What the exercise asks:
Locate every line in the records below that contains the word "windshield" and copy each of those lines.

Supplied information:
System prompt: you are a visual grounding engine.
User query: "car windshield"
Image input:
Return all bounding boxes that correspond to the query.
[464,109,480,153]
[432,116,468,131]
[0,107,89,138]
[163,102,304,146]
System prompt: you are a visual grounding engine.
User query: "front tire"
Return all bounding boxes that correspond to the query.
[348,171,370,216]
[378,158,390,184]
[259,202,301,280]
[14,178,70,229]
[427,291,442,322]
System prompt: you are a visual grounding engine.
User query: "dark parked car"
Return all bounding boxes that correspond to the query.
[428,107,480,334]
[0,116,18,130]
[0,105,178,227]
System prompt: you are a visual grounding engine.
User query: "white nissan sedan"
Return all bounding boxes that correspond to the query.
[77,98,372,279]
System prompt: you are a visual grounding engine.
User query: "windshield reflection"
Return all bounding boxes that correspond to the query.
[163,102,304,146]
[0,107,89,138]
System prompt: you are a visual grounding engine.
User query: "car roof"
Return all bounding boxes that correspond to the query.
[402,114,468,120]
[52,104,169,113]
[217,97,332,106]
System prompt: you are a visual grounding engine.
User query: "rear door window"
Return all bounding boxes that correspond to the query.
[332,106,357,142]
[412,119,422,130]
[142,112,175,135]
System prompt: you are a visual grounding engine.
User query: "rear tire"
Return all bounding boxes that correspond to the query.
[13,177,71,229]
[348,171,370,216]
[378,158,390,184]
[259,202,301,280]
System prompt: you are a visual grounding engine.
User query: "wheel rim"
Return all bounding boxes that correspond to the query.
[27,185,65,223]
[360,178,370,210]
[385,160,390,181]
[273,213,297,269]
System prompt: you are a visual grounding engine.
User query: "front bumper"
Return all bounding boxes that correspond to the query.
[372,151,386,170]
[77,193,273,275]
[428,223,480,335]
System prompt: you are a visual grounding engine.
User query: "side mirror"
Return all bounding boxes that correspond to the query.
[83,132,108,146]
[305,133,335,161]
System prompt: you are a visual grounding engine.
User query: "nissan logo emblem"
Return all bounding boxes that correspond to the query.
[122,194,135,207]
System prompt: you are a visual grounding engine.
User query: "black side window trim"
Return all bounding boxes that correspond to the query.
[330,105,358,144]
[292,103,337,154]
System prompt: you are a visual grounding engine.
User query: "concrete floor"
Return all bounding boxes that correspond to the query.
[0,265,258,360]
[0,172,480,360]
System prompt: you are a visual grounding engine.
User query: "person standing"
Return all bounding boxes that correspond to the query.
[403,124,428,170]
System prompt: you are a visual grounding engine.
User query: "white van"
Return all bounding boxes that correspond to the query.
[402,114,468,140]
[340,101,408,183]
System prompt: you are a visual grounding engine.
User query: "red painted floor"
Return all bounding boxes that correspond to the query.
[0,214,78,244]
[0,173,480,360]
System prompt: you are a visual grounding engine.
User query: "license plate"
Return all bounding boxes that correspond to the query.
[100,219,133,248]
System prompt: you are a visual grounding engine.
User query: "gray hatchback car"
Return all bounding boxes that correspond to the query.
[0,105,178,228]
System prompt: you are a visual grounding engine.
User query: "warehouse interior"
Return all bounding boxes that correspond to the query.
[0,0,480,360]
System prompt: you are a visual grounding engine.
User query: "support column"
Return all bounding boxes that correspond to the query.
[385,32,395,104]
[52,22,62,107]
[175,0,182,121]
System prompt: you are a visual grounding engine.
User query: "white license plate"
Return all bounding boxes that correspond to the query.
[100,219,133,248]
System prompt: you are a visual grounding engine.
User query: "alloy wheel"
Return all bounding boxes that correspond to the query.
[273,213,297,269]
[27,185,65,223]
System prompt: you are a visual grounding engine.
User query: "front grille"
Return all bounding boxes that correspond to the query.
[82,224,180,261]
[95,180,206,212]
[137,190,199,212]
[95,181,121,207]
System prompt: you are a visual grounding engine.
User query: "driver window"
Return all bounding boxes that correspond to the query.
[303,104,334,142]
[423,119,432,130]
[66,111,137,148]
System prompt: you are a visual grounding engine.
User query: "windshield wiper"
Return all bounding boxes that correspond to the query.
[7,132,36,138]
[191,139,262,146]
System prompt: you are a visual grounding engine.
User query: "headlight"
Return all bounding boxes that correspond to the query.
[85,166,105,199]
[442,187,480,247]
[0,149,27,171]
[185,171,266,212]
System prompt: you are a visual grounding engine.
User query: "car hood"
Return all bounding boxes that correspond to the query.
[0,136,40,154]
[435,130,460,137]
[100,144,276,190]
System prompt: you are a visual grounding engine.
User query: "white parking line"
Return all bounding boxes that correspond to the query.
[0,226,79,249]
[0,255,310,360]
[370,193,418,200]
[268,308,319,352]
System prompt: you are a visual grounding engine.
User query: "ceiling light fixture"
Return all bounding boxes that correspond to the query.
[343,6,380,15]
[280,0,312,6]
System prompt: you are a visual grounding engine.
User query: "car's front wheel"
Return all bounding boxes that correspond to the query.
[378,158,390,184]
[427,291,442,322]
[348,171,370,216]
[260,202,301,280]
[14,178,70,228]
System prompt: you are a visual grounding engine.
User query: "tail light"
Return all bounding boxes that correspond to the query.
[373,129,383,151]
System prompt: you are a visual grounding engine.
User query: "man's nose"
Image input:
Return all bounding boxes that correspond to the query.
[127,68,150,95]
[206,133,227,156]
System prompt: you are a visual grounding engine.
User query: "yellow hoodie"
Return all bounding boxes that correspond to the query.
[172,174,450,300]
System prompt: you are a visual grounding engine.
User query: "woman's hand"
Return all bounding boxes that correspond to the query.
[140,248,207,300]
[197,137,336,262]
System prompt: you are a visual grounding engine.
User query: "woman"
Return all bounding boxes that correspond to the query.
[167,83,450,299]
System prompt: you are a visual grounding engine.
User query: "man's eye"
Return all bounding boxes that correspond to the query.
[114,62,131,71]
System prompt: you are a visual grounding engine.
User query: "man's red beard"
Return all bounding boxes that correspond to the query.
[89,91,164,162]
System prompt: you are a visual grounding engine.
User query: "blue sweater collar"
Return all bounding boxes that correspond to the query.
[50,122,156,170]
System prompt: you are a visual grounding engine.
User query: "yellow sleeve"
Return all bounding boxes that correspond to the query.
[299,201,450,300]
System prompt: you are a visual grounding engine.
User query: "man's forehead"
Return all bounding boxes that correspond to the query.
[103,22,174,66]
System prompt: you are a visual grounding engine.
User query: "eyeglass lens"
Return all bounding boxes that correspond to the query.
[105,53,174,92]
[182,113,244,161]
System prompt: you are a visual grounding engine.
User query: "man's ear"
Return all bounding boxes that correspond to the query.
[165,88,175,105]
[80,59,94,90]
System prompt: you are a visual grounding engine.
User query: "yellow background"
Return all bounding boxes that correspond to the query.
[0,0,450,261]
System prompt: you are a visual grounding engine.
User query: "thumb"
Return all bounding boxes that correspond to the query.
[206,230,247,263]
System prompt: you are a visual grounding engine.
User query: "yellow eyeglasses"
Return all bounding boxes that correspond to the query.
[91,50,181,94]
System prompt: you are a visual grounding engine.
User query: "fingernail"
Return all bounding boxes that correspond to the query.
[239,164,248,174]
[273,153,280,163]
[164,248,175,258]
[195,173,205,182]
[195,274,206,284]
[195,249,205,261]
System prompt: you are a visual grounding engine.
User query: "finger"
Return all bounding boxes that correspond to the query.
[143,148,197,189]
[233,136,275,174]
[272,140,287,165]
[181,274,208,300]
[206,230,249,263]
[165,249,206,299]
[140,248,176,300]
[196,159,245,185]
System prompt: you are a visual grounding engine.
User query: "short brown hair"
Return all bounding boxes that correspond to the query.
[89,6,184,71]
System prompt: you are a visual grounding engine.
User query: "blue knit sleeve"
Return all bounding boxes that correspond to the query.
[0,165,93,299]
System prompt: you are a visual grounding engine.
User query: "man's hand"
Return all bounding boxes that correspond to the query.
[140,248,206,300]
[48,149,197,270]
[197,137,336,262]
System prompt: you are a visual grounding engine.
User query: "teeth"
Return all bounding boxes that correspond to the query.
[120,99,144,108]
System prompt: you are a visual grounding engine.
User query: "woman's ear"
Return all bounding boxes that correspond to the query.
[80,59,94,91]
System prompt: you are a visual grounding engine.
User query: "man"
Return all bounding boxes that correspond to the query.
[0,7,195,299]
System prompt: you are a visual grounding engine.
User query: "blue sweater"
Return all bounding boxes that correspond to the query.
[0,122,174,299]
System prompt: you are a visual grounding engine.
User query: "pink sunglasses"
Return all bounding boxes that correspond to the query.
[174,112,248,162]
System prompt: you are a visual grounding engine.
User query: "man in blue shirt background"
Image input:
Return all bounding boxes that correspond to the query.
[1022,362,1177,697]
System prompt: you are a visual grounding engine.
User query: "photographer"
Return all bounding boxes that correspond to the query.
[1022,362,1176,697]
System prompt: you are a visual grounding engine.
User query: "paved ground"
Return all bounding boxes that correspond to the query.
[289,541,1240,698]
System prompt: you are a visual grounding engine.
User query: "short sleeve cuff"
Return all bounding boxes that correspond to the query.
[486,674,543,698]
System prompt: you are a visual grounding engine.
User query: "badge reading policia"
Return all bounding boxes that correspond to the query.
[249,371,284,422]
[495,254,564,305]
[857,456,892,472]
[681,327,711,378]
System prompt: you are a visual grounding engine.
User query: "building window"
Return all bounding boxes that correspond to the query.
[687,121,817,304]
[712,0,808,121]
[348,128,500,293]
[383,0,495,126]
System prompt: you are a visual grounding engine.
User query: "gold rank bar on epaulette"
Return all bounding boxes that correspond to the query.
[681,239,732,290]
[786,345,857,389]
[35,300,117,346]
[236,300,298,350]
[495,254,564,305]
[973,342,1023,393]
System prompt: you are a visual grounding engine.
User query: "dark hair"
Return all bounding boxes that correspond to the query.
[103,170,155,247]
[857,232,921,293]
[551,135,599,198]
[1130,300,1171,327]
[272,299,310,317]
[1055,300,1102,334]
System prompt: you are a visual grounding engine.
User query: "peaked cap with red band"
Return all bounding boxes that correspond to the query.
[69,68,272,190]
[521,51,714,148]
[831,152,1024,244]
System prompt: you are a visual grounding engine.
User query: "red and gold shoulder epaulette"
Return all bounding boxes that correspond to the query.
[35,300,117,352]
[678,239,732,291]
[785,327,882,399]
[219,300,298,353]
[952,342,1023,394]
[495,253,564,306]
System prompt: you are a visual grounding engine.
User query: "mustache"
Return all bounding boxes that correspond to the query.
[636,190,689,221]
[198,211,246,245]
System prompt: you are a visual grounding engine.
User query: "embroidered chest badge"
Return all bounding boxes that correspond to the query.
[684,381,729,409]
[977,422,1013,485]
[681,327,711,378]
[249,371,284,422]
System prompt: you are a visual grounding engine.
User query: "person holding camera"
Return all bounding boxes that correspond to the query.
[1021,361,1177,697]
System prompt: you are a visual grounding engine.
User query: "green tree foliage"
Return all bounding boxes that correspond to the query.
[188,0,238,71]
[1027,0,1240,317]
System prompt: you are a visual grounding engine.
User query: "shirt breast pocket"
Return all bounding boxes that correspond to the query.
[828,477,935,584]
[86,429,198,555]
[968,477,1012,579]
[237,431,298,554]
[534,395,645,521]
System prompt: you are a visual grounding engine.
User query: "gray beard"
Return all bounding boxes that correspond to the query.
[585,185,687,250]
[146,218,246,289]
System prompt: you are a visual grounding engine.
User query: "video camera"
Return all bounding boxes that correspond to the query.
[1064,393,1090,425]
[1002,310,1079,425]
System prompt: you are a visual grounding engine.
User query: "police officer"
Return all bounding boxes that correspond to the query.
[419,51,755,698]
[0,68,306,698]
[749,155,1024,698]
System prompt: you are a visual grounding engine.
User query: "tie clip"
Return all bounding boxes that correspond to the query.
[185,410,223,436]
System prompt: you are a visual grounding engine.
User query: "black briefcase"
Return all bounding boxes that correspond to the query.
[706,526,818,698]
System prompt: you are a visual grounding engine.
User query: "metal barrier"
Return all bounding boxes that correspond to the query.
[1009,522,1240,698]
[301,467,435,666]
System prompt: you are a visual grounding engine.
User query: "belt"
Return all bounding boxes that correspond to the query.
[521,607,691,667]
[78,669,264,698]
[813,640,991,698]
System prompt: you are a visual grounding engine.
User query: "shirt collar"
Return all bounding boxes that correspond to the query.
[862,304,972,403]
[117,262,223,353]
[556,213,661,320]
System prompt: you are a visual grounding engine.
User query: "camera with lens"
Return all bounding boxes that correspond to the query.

Output of the exercise:
User query: "car windshield"
User query: "windshield reflection"
User query: "windshield wiper"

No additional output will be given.